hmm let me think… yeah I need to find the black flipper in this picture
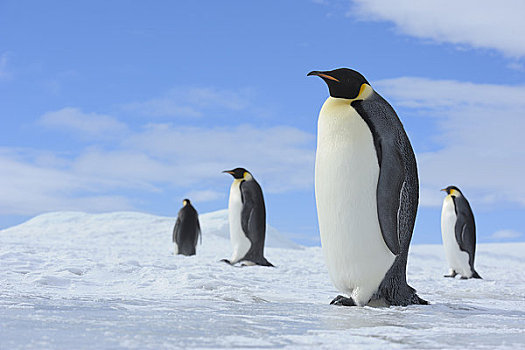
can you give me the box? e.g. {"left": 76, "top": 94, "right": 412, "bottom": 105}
{"left": 239, "top": 179, "right": 274, "bottom": 267}
{"left": 352, "top": 96, "right": 415, "bottom": 256}
{"left": 172, "top": 217, "right": 181, "bottom": 243}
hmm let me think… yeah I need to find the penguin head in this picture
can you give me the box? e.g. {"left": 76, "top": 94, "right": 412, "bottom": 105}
{"left": 182, "top": 198, "right": 191, "bottom": 206}
{"left": 223, "top": 168, "right": 252, "bottom": 180}
{"left": 308, "top": 68, "right": 371, "bottom": 100}
{"left": 441, "top": 186, "right": 462, "bottom": 196}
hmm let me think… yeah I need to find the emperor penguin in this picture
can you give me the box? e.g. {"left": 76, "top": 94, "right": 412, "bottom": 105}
{"left": 441, "top": 186, "right": 481, "bottom": 279}
{"left": 308, "top": 68, "right": 427, "bottom": 306}
{"left": 172, "top": 199, "right": 201, "bottom": 256}
{"left": 222, "top": 168, "right": 273, "bottom": 267}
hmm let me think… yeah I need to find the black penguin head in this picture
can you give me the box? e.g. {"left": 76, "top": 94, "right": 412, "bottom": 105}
{"left": 308, "top": 68, "right": 370, "bottom": 100}
{"left": 182, "top": 198, "right": 191, "bottom": 206}
{"left": 223, "top": 167, "right": 251, "bottom": 180}
{"left": 441, "top": 186, "right": 462, "bottom": 196}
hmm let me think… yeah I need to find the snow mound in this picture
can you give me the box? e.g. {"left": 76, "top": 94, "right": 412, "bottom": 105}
{"left": 5, "top": 209, "right": 299, "bottom": 250}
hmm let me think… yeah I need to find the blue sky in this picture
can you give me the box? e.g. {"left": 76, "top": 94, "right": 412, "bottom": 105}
{"left": 1, "top": 0, "right": 524, "bottom": 245}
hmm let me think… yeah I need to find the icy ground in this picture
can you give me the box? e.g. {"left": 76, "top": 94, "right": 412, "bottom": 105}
{"left": 1, "top": 210, "right": 524, "bottom": 349}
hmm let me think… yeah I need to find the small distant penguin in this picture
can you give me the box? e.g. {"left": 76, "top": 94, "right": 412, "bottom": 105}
{"left": 309, "top": 68, "right": 427, "bottom": 306}
{"left": 441, "top": 186, "right": 481, "bottom": 279}
{"left": 172, "top": 199, "right": 201, "bottom": 256}
{"left": 222, "top": 168, "right": 273, "bottom": 267}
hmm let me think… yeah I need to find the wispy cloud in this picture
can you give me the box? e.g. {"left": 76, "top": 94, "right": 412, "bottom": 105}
{"left": 0, "top": 118, "right": 315, "bottom": 216}
{"left": 0, "top": 148, "right": 134, "bottom": 215}
{"left": 183, "top": 190, "right": 224, "bottom": 203}
{"left": 123, "top": 87, "right": 252, "bottom": 118}
{"left": 39, "top": 107, "right": 128, "bottom": 138}
{"left": 375, "top": 77, "right": 525, "bottom": 207}
{"left": 489, "top": 229, "right": 523, "bottom": 240}
{"left": 350, "top": 0, "right": 525, "bottom": 59}
{"left": 74, "top": 123, "right": 315, "bottom": 192}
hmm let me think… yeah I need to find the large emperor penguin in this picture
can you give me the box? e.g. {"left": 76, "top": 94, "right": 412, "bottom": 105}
{"left": 308, "top": 68, "right": 427, "bottom": 306}
{"left": 441, "top": 186, "right": 481, "bottom": 279}
{"left": 222, "top": 168, "right": 273, "bottom": 267}
{"left": 172, "top": 199, "right": 201, "bottom": 256}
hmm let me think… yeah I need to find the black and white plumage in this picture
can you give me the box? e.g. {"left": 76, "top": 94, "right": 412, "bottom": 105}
{"left": 308, "top": 68, "right": 427, "bottom": 306}
{"left": 441, "top": 186, "right": 481, "bottom": 279}
{"left": 222, "top": 168, "right": 273, "bottom": 267}
{"left": 172, "top": 199, "right": 201, "bottom": 256}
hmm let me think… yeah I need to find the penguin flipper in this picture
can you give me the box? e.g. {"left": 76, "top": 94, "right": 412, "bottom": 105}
{"left": 456, "top": 222, "right": 475, "bottom": 256}
{"left": 240, "top": 181, "right": 267, "bottom": 263}
{"left": 172, "top": 216, "right": 181, "bottom": 243}
{"left": 453, "top": 195, "right": 477, "bottom": 266}
{"left": 353, "top": 97, "right": 411, "bottom": 256}
{"left": 375, "top": 148, "right": 404, "bottom": 256}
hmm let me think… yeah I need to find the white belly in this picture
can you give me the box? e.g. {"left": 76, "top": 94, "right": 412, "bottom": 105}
{"left": 315, "top": 97, "right": 395, "bottom": 306}
{"left": 228, "top": 180, "right": 251, "bottom": 263}
{"left": 441, "top": 196, "right": 471, "bottom": 277}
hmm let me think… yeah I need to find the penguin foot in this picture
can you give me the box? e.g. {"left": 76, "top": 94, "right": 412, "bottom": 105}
{"left": 444, "top": 272, "right": 457, "bottom": 278}
{"left": 238, "top": 260, "right": 275, "bottom": 267}
{"left": 220, "top": 259, "right": 232, "bottom": 265}
{"left": 460, "top": 276, "right": 469, "bottom": 280}
{"left": 330, "top": 295, "right": 356, "bottom": 306}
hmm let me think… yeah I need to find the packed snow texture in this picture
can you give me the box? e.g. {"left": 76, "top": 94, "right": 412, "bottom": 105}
{"left": 1, "top": 210, "right": 524, "bottom": 349}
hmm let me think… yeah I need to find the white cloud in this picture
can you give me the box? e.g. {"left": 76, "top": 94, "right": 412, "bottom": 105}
{"left": 375, "top": 77, "right": 525, "bottom": 207}
{"left": 0, "top": 148, "right": 133, "bottom": 215}
{"left": 82, "top": 123, "right": 315, "bottom": 192}
{"left": 489, "top": 229, "right": 523, "bottom": 240}
{"left": 183, "top": 190, "right": 224, "bottom": 203}
{"left": 123, "top": 87, "right": 252, "bottom": 118}
{"left": 351, "top": 0, "right": 525, "bottom": 58}
{"left": 39, "top": 107, "right": 128, "bottom": 138}
{"left": 0, "top": 120, "right": 315, "bottom": 216}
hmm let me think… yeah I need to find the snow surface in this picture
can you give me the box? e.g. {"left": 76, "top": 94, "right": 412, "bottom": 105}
{"left": 1, "top": 210, "right": 524, "bottom": 349}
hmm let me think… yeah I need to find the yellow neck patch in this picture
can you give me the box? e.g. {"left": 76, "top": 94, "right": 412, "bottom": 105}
{"left": 355, "top": 83, "right": 373, "bottom": 101}
{"left": 333, "top": 83, "right": 374, "bottom": 104}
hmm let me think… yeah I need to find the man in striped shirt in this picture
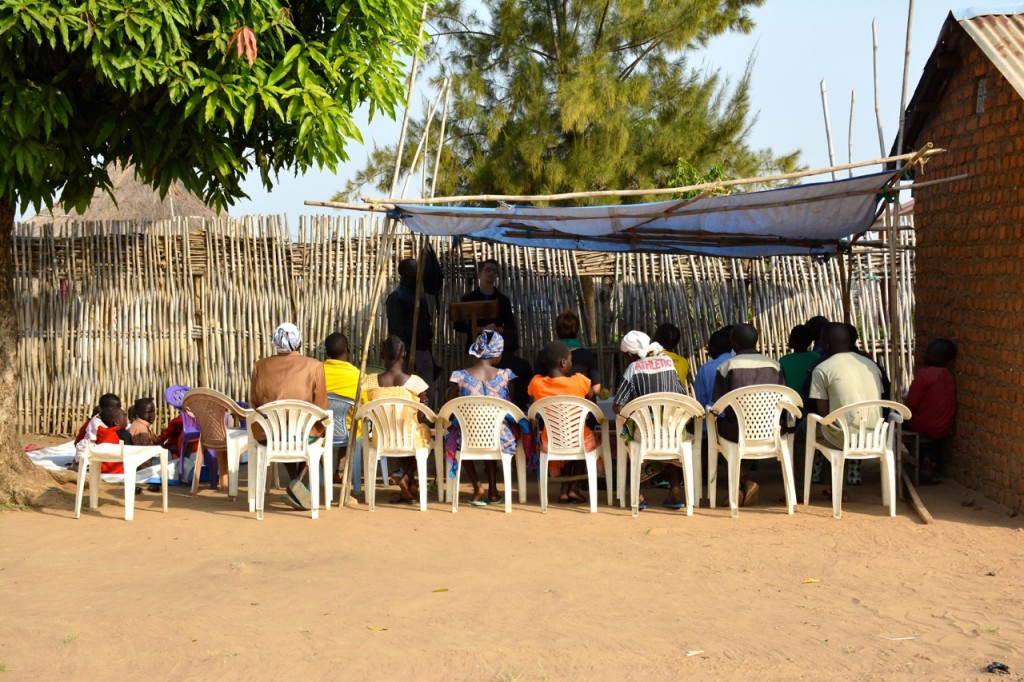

______________________________

Exercise goal: Print exactly the lines of the listing above starting at the line containing "white cloud in this picture" and ending at the line containing "surface in this picture", both included.

Written reply:
hmm let me think… yeah I need to find the white cloud in this picture
can you give me the box? e.g. {"left": 76, "top": 94, "right": 412, "bottom": 105}
{"left": 375, "top": 77, "right": 525, "bottom": 207}
{"left": 0, "top": 148, "right": 133, "bottom": 215}
{"left": 82, "top": 123, "right": 315, "bottom": 192}
{"left": 489, "top": 229, "right": 523, "bottom": 240}
{"left": 183, "top": 190, "right": 224, "bottom": 203}
{"left": 123, "top": 87, "right": 252, "bottom": 118}
{"left": 351, "top": 0, "right": 525, "bottom": 58}
{"left": 39, "top": 107, "right": 128, "bottom": 138}
{"left": 0, "top": 120, "right": 315, "bottom": 216}
hmm let me think… yeah I need to find the snow surface in this picture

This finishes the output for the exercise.